* **What this task involves**
Could the records be returned exactly, with the pictures left out?

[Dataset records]
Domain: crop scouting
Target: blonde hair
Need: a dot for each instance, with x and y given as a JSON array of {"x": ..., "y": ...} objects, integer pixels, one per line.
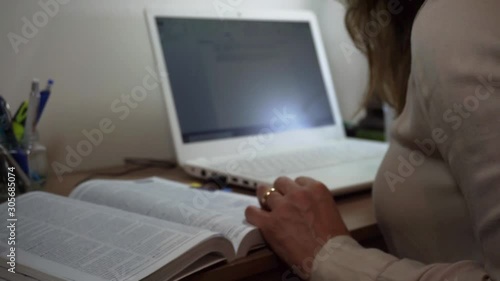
[{"x": 381, "y": 29}]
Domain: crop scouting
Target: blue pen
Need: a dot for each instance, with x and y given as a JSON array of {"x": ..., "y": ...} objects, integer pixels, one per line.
[{"x": 44, "y": 97}]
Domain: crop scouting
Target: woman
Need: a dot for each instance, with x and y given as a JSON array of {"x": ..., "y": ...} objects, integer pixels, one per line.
[{"x": 437, "y": 193}]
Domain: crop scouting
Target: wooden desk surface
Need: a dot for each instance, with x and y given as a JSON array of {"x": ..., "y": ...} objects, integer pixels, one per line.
[{"x": 356, "y": 210}]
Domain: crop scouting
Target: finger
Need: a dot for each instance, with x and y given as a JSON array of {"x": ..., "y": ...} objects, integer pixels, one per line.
[
  {"x": 305, "y": 181},
  {"x": 285, "y": 185},
  {"x": 256, "y": 216},
  {"x": 272, "y": 200}
]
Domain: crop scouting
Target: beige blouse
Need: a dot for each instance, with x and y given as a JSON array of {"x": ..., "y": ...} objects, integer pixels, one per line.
[{"x": 437, "y": 193}]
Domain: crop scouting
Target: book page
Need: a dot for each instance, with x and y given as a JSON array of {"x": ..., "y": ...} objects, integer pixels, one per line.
[
  {"x": 218, "y": 211},
  {"x": 74, "y": 240}
]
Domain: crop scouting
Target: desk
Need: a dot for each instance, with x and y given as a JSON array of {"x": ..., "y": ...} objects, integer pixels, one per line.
[{"x": 263, "y": 264}]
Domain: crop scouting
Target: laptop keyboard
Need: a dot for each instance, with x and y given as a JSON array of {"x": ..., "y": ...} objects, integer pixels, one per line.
[{"x": 300, "y": 160}]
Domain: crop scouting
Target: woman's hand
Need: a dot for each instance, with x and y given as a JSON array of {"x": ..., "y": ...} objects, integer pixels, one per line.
[{"x": 301, "y": 217}]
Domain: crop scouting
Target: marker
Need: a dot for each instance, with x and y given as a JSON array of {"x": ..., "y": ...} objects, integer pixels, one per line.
[
  {"x": 19, "y": 120},
  {"x": 30, "y": 124},
  {"x": 44, "y": 97},
  {"x": 8, "y": 137}
]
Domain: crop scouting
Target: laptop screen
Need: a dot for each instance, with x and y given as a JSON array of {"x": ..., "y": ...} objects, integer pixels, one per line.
[{"x": 233, "y": 78}]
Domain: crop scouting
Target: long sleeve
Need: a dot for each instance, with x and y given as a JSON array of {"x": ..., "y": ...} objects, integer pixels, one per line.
[
  {"x": 343, "y": 259},
  {"x": 454, "y": 98}
]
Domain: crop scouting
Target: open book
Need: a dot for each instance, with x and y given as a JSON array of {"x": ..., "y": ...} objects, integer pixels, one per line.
[{"x": 149, "y": 229}]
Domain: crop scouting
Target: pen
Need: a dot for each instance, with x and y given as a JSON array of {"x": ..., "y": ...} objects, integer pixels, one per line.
[
  {"x": 44, "y": 97},
  {"x": 8, "y": 137},
  {"x": 19, "y": 120},
  {"x": 30, "y": 124}
]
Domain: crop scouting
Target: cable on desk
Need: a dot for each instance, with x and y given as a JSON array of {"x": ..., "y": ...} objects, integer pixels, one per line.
[{"x": 140, "y": 163}]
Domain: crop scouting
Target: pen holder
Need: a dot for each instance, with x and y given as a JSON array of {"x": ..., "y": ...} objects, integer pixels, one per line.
[{"x": 13, "y": 180}]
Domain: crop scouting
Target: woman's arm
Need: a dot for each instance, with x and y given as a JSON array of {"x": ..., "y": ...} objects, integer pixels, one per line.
[{"x": 458, "y": 44}]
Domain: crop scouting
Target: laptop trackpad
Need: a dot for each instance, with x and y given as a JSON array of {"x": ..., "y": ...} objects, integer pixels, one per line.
[{"x": 343, "y": 178}]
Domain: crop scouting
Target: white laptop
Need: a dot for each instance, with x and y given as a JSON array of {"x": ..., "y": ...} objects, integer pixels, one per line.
[{"x": 250, "y": 97}]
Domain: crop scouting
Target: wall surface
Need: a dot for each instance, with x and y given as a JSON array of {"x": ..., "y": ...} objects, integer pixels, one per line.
[{"x": 98, "y": 52}]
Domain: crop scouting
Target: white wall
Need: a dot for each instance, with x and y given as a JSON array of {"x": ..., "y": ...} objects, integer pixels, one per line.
[{"x": 97, "y": 51}]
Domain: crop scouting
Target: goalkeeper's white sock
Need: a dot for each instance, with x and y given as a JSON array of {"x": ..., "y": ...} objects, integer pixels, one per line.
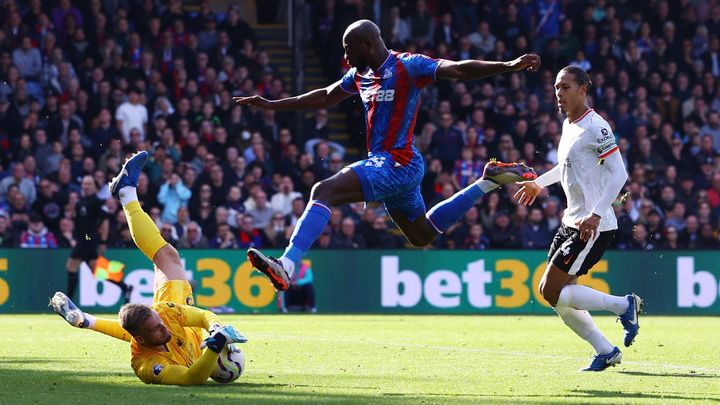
[
  {"x": 127, "y": 195},
  {"x": 582, "y": 324},
  {"x": 581, "y": 297}
]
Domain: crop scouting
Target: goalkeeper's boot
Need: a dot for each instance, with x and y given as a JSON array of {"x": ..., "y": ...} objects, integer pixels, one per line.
[
  {"x": 602, "y": 361},
  {"x": 231, "y": 334},
  {"x": 506, "y": 173},
  {"x": 63, "y": 306},
  {"x": 129, "y": 173},
  {"x": 271, "y": 267},
  {"x": 630, "y": 319}
]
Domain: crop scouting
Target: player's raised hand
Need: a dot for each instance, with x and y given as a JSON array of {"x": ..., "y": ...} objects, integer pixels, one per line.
[
  {"x": 529, "y": 61},
  {"x": 527, "y": 193},
  {"x": 254, "y": 101}
]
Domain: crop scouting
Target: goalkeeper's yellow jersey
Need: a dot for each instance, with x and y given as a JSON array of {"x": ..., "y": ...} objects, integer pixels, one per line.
[{"x": 186, "y": 325}]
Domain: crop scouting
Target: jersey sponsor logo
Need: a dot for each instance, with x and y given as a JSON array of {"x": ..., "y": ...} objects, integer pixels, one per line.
[
  {"x": 377, "y": 95},
  {"x": 157, "y": 369},
  {"x": 605, "y": 138},
  {"x": 604, "y": 148},
  {"x": 375, "y": 161}
]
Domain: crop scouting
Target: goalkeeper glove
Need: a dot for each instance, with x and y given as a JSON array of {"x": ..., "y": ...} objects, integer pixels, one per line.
[{"x": 223, "y": 336}]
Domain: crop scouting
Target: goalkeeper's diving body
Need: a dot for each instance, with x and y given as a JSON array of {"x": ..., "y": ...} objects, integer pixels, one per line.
[{"x": 166, "y": 337}]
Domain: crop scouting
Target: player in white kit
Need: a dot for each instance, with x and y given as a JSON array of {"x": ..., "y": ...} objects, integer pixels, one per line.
[{"x": 591, "y": 172}]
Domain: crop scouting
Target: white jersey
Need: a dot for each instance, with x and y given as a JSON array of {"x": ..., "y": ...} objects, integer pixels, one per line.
[{"x": 584, "y": 145}]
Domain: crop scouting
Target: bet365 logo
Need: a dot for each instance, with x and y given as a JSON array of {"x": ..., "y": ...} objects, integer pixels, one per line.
[{"x": 378, "y": 95}]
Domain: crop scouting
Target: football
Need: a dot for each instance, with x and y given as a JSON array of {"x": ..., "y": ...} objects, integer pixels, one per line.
[{"x": 230, "y": 364}]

* **Result of this task**
Domain: crop scouting
Target: blonde hair
Need: a dot for each instance, with x and y given as a JSON array of {"x": ..., "y": ...} objects, integer pixels, one per line.
[{"x": 381, "y": 29}]
Domain: crop scouting
Target: blue pen
Need: a dot for each instance, with x and y given as a JSON array of {"x": ..., "y": ...} objects, integer pixels, one per line.
[{"x": 44, "y": 97}]
Domain: crop scouting
Target: woman
Need: a dot for each instance, with x and y given as a JSON array of {"x": ..., "y": ...} objects, integer pixels, one per line.
[{"x": 437, "y": 193}]
Domain: crop scouting
Target: wooden desk surface
Need: a dot for each instance, with x and y given as a JSON array of {"x": ..., "y": ...} objects, integer pixels, one per line.
[{"x": 356, "y": 210}]
Domain: crop scouting
Target: finger
Need: a dot for each instance, with x and y given as a JSON array of {"x": ..., "y": ...} objects, integer pixels, one per line.
[
  {"x": 305, "y": 181},
  {"x": 285, "y": 185},
  {"x": 256, "y": 216},
  {"x": 272, "y": 200}
]
Domain: crop scouting
Target: beige blouse
Need: a dot for each instance, with x and y given as a JSON array of {"x": ..., "y": ...} objects, integer pixels, one per line.
[{"x": 437, "y": 193}]
Domain: crop scouting
Target: book page
Need: a dot for each instance, with x and y given as a JSON array of {"x": ..., "y": ...} objects, integer pixels, one per line.
[
  {"x": 218, "y": 211},
  {"x": 74, "y": 240}
]
Domain: crop scouting
Target: desk
Need: a dot for each instance, with x and y given as a JSON array of {"x": ..., "y": ...} objects, integer pixels, one per line.
[{"x": 263, "y": 264}]
Domain: crop scouting
Target: laptop keyboard
Need: a dot for each instance, with x and y given as a JSON array of {"x": ..., "y": ...} objects, integer pixels, one per line.
[{"x": 300, "y": 160}]
Domain: crop scouting
Target: woman's hand
Need: a dot for each instance, with x and y given as a JSON array of {"x": ..., "y": ...} objects, integer pixels, one per line.
[{"x": 301, "y": 217}]
Domain: crop scouting
Target: marker
Need: a dot for each instance, with x and y given as a JSON array of {"x": ..., "y": ...} objects, integer pixels, one per line.
[
  {"x": 19, "y": 120},
  {"x": 30, "y": 124},
  {"x": 44, "y": 97},
  {"x": 8, "y": 137}
]
Domain: crop scouting
Target: laptop screen
Need: a dot for each instance, with x and y given as a JSON array of {"x": ..., "y": ...} objects, integer pixels, one per line.
[{"x": 233, "y": 78}]
Domain: crop scouting
Target: long sleeve
Need: a dot for each instance, with x and y given as a JSON array of {"x": ..., "y": ...} objects, integer pixels, one per line.
[
  {"x": 343, "y": 259},
  {"x": 454, "y": 98}
]
Domain: crop scouting
Target: open book
Need: a dot for each instance, with x and y given as a JSON array of {"x": ..., "y": ...} objects, integer pixels, one per line.
[{"x": 149, "y": 229}]
Domain: crop scouting
Target: pen
Need: a dot for each instance, with x and y given as a JSON array of {"x": ..., "y": ...} objects, integer pixels, one per line.
[
  {"x": 44, "y": 97},
  {"x": 8, "y": 137},
  {"x": 19, "y": 120},
  {"x": 30, "y": 124}
]
Domain: crop scouting
Target: cable on desk
Need: a dot for each instance, with x and y given as a JSON array of {"x": ..., "y": ...} objects, integer pixels, one per line.
[{"x": 140, "y": 163}]
Domain: crop scouting
Target: pen holder
Need: a dot for each instance, with x and y given as a JSON array of {"x": ..., "y": ...} objects, integer pixels, one per line.
[{"x": 13, "y": 180}]
Domain: crop scouting
Target: woman's arm
Need: a dot for each instance, with x and y given as a JSON array of {"x": ..., "y": ...} objects, integer pixels, one per line.
[{"x": 458, "y": 44}]
Domain: crop scouting
Target: laptop trackpad
Need: a dot for each instance, with x and y given as a JSON array of {"x": ..., "y": ...} objects, integer pixels, one per line.
[{"x": 343, "y": 178}]
Domain: crop scouting
Target: white laptop
Need: a dot for each instance, with x and y given as a JSON array of {"x": ..., "y": ...} objects, integer pixels, one per line.
[{"x": 250, "y": 97}]
Domain: crop scouting
Target: wall surface
Need: a dot for each instance, with x and y given as a JSON array of {"x": ..., "y": ...} objects, integer pixels, one per line.
[{"x": 98, "y": 52}]
Domain: crop scouting
Target: white wall
Need: a dot for each instance, with x and y given as a JSON array of {"x": ..., "y": ...} objects, integer pixels, one per line.
[{"x": 97, "y": 51}]
Domain: crop scouting
Target: goalkeeper's white sock
Need: a dot for each instance, with x and y given as a JSON array of {"x": ..., "y": ...} objects, integer pixels, one per line.
[
  {"x": 127, "y": 195},
  {"x": 582, "y": 324},
  {"x": 581, "y": 297}
]
Domain: crop scouting
Target: goalkeeper's boot
Need: a dot for each instance, with x and y given as a JSON array of {"x": ..., "y": ...} objects, integer pixels, one per line.
[
  {"x": 602, "y": 361},
  {"x": 231, "y": 334},
  {"x": 506, "y": 173},
  {"x": 63, "y": 306},
  {"x": 129, "y": 173},
  {"x": 271, "y": 267},
  {"x": 630, "y": 319}
]
Domain: crop scouting
Target: player's raised hand
Need: a dot for each instance, with x and y given as a JSON array of {"x": ..., "y": ...} objects, integer pixels, one per line.
[
  {"x": 529, "y": 61},
  {"x": 527, "y": 193},
  {"x": 254, "y": 101}
]
Domain: crop scouting
Target: goalkeeper's yellow jersey
Need: a dot for each instance, with x and y given as a JSON array of {"x": ..., "y": ...} objects, integer pixels, one per line.
[{"x": 186, "y": 325}]
Domain: crop scouting
Target: jersey sponsor logo
Need: a dot for each instance, with x and y given as a JSON array of {"x": ..., "y": ...} objects, integer pixels, one per line.
[
  {"x": 377, "y": 95},
  {"x": 157, "y": 369},
  {"x": 605, "y": 138},
  {"x": 604, "y": 148},
  {"x": 375, "y": 161}
]
Domain: crop scouting
Target: goalkeeper glove
Need: a dot for each instance, with x and y given as a JSON array of {"x": ..., "y": ...} objects, integer pixels, one per line.
[{"x": 223, "y": 336}]
Domain: crop scouting
Target: goalkeeper's diving body
Need: a dot for each instance, with x and y given as a JSON array of {"x": ..., "y": ...} objects, integer pixels, one per line.
[{"x": 166, "y": 337}]
Domain: crop scouting
Target: player in white kit
Need: a dot for each instance, with x and y given as a JSON array of {"x": ..., "y": ...} objects, integer pixels, one per line.
[{"x": 591, "y": 172}]
Domain: crop scouting
Target: white jersey
Need: a dot for each instance, with x and y given as a JSON array of {"x": ..., "y": ...} objects, integer pixels, one per line.
[{"x": 584, "y": 145}]
Domain: crop scouting
Target: bet365 logo
Need: a dot for each instance, with x and y given as a JSON array of {"x": ..., "y": ...} objects, integer pixels, one per line.
[{"x": 378, "y": 95}]
Domain: crop scouting
Target: football
Need: a dot for each instance, with x and y given as a JSON array of {"x": ..., "y": ...} objects, integer pixels, one per line.
[{"x": 230, "y": 364}]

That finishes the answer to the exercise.